* SELECTED PASSAGE:
★ ★ ★ ★ ★ ★ ★

Strategies for constructing Latin names[edit]

Little is known about how Romans adapted foreign place names to Latin form, but there is evidence of the practices of Bible translators. They reworked some names into Latin or Greek shapes; in one version, Yerushalem (tentative reconstruction of a more ancient Hebrew version of the name) becomes Hierosolyma, doubtless influenced by Greek ἱερος (hieros), "holy". Others were adopted directly, often treating the new place names as indeclinable nouns; here Yerushalem is brought over as Jerusalem, with the Latin J being pronounced as an English Y sound and the /sh/ being transliterated to the closest Latin sound, /s/.

Similar strategies are used for places beyond those known to the Roman Empire:

  • A classical ending such as -um or -a is added or substituted on the end of the source word. Hence Baltimorum for "Baltimore," Albania for "Albany."
  • The word may already be in Latin or Greek form: Indianapolis, Cincinnati, Atlanta.

★ ★ ★ ★ ★ ★ ★

* DATASET SECTION:
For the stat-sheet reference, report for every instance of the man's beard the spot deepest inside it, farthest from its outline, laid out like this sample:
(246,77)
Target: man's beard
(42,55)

★ ★ ★ ★ ★ ★ ★

Write out the full passage on constructing Latin place names again, word for word and unchanged.

Strategies for constructing Latin names[edit]

Little is known about how Romans adapted foreign place names to Latin form, but there is evidence of the practices of Bible translators. They reworked some names into Latin or Greek shapes; in one version, Yerushalem (tentative reconstruction of a more ancient Hebrew version of the name) becomes Hierosolyma, doubtless influenced by Greek ἱερος (hieros), "holy". Others were adopted directly, often treating the new place names as indeclinable nouns; here Yerushalem is brought over as Jerusalem, with the Latin J being pronounced as an English Y sound and the /sh/ being transliterated to the closest Latin sound, /s/.

Similar strategies are used for places beyond those known to the Roman Empire:

  • A classical ending such as -um or -a is added or substituted on the end of the source word. Hence Baltimorum for "Baltimore," Albania for "Albany."
  • The word may already be in Latin or Greek form: Indianapolis, Cincinnati, Atlanta.